Natural language region descriptions

BEGIN

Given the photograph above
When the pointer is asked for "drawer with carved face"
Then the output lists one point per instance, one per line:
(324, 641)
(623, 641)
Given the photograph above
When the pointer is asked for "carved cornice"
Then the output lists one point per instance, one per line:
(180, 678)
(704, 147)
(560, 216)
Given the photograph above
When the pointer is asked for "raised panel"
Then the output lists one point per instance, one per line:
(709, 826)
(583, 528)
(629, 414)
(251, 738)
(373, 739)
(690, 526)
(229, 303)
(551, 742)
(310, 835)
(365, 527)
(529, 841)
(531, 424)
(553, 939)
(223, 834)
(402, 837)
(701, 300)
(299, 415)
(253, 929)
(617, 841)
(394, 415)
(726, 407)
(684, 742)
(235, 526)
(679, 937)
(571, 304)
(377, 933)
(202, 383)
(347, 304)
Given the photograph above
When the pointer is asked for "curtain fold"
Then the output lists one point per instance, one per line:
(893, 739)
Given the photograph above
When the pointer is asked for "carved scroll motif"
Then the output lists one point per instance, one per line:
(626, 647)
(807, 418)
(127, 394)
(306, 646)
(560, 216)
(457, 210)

END

Task objective
Transcribe every entry word for word.

Exercise result
Given the photograph above
When the pointer is asked for "drawer with carved face"
Then the output lists one point per instance, one per line:
(324, 641)
(623, 641)
Given the photograph above
When the pointer is asked for "carved cornice"
Then the output lists one point per instance, one per line:
(180, 678)
(704, 147)
(560, 216)
Given the photograph above
When the pointer is asked for "raised panel"
Then the output lists one point per instance, one per line:
(709, 826)
(583, 528)
(629, 414)
(251, 738)
(373, 739)
(690, 526)
(229, 303)
(551, 742)
(310, 835)
(365, 527)
(529, 841)
(531, 424)
(553, 939)
(223, 834)
(402, 837)
(701, 300)
(299, 415)
(253, 929)
(617, 841)
(394, 415)
(726, 407)
(684, 742)
(235, 526)
(679, 937)
(571, 304)
(377, 933)
(202, 383)
(347, 304)
Given the photograph above
When the pointer is asked for "curtain fold"
Then the output lists one point per instance, one per line:
(893, 739)
Given the photograph above
When the pointer is asked for "carved scroll motif"
Then the output lists one point per instance, one per line:
(626, 647)
(807, 418)
(127, 394)
(306, 646)
(560, 216)
(457, 210)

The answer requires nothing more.